Word for word, transcribe the lines from the one containing "[indicate] the distant ridge" through the end of the entries, both included, and nothing else.

START Provided records

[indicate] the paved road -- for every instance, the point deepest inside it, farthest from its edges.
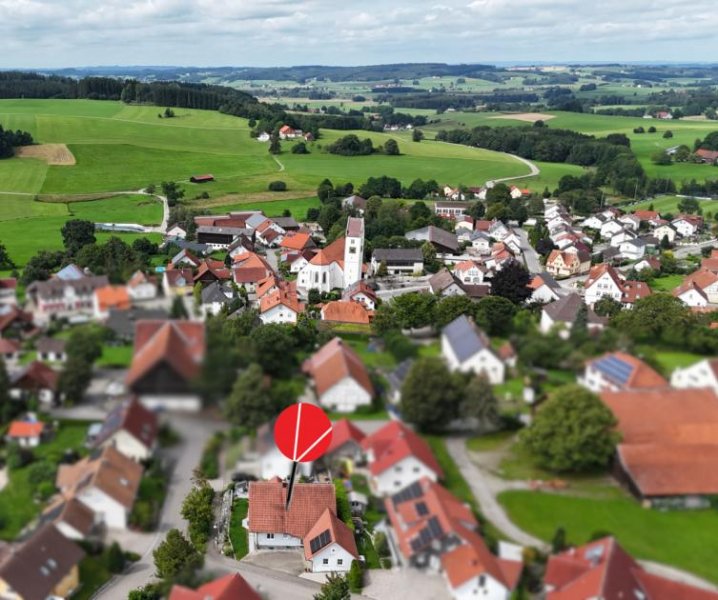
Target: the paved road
(195, 433)
(531, 257)
(490, 507)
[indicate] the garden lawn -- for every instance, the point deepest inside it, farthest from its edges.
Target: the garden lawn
(17, 506)
(684, 539)
(237, 533)
(93, 575)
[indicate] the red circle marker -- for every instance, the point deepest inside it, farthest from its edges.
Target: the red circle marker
(303, 432)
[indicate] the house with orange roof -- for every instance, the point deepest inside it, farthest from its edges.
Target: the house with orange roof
(618, 371)
(297, 241)
(167, 357)
(38, 380)
(338, 265)
(346, 311)
(397, 458)
(280, 306)
(434, 530)
(568, 263)
(603, 280)
(669, 444)
(27, 433)
(346, 441)
(177, 282)
(329, 546)
(470, 272)
(603, 569)
(362, 293)
(305, 525)
(106, 482)
(339, 378)
(229, 587)
(110, 297)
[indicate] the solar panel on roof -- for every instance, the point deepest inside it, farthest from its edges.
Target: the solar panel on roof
(318, 542)
(408, 493)
(421, 509)
(615, 369)
(435, 527)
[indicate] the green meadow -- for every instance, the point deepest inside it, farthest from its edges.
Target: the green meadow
(120, 149)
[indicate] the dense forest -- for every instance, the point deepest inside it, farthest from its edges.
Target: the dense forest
(10, 139)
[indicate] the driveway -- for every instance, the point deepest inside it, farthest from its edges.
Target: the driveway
(481, 489)
(194, 432)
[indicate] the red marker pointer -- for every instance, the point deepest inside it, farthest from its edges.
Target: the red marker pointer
(302, 433)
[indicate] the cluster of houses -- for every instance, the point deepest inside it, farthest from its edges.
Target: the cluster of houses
(94, 499)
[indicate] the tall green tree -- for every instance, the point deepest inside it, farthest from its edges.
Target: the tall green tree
(430, 395)
(250, 404)
(511, 282)
(479, 402)
(336, 587)
(176, 557)
(572, 432)
(197, 510)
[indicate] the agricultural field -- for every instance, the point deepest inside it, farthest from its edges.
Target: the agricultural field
(121, 149)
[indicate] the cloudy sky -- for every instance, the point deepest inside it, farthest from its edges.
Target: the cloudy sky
(62, 33)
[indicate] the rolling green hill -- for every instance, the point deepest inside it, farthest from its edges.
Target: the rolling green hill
(121, 148)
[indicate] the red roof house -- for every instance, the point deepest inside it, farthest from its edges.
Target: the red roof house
(229, 587)
(398, 457)
(603, 569)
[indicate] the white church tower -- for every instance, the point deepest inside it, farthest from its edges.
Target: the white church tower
(353, 251)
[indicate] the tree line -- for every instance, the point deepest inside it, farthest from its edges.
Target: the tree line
(10, 139)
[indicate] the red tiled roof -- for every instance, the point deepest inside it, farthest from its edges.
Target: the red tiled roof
(394, 442)
(433, 502)
(332, 363)
(229, 587)
(179, 344)
(267, 501)
(346, 311)
(603, 569)
(339, 533)
(641, 375)
(344, 432)
(113, 296)
(296, 241)
(25, 429)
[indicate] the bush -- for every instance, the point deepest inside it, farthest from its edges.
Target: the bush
(277, 186)
(355, 578)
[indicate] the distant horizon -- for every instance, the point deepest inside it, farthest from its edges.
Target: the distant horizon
(46, 34)
(499, 64)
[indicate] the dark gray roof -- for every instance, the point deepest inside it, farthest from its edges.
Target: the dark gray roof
(286, 223)
(398, 255)
(564, 310)
(122, 322)
(44, 345)
(465, 338)
(213, 293)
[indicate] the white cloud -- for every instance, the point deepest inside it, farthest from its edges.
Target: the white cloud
(49, 33)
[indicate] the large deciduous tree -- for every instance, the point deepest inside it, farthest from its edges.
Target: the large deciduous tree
(430, 395)
(572, 432)
(511, 282)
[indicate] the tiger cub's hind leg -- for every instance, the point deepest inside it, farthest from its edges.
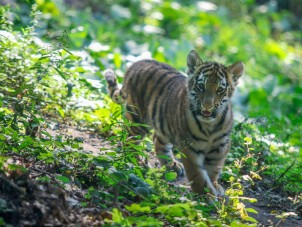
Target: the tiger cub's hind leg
(165, 155)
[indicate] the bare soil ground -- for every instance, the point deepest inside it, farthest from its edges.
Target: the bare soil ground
(25, 202)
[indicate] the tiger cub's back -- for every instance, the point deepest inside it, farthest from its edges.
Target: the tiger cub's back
(148, 87)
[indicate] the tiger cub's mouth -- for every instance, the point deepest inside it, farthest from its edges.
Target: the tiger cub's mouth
(206, 113)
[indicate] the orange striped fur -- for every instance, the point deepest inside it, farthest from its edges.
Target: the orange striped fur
(193, 113)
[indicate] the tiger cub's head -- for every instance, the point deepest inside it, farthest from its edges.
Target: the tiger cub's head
(211, 85)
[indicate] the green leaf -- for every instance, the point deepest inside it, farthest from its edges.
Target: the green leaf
(60, 73)
(63, 179)
(251, 210)
(248, 140)
(137, 208)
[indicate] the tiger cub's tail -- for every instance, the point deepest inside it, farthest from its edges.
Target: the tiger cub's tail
(114, 92)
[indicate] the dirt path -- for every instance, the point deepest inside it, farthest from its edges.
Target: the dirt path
(53, 204)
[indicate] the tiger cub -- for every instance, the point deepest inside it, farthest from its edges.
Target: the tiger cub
(193, 113)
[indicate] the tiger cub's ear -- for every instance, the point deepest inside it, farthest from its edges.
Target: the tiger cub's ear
(193, 60)
(236, 70)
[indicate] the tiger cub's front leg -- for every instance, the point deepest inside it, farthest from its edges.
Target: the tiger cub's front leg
(165, 155)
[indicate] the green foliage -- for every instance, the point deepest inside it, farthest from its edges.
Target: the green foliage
(51, 61)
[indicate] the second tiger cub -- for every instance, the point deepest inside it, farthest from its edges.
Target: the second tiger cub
(193, 113)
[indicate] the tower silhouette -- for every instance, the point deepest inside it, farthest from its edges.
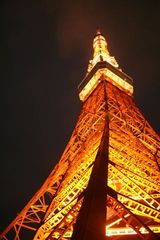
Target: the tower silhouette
(106, 185)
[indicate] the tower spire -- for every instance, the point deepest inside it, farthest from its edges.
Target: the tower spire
(101, 52)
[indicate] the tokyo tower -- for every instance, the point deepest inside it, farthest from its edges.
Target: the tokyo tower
(106, 184)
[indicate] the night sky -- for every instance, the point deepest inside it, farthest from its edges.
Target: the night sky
(45, 48)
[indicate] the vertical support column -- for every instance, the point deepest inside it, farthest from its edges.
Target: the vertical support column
(91, 220)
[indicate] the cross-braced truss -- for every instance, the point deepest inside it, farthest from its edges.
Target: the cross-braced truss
(133, 174)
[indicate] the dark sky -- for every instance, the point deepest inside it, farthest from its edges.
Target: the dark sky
(45, 48)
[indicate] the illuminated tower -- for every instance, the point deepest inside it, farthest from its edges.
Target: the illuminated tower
(107, 183)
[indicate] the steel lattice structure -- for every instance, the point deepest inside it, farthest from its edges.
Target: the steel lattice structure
(133, 173)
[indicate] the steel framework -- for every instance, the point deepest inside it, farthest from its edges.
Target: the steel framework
(132, 167)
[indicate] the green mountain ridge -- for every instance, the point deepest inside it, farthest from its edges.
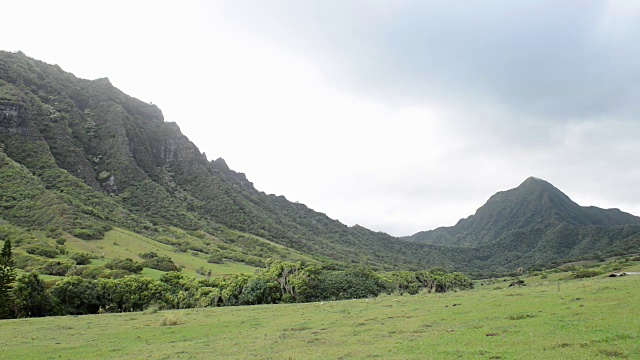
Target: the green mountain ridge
(79, 158)
(532, 204)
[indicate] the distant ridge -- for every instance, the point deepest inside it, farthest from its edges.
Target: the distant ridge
(534, 203)
(80, 157)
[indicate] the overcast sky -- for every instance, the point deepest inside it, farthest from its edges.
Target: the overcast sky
(396, 115)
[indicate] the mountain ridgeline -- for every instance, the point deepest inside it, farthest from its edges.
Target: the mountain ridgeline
(80, 157)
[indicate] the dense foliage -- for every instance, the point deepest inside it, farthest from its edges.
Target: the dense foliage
(280, 282)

END Provided records

__Finished answer__.
[indicate] the distant ridge -- for every instance, the point deepest inside it, farthest from its edges.
Target: the distant ridge
(534, 203)
(80, 157)
[indicate] the overcast sky -- for every instance, the point deepest inside it, farthest from its edges.
Target: the overcast sky
(396, 115)
[indicate] the mountain ridgeline -- for every instance, the point deepest inside it, farthest from its edges.
Target: the mountain ridgeline
(80, 157)
[indicate] the dense foliage -- for every instance, the point deepest inside it, farthest from its edges.
Target: the dense foliage
(280, 282)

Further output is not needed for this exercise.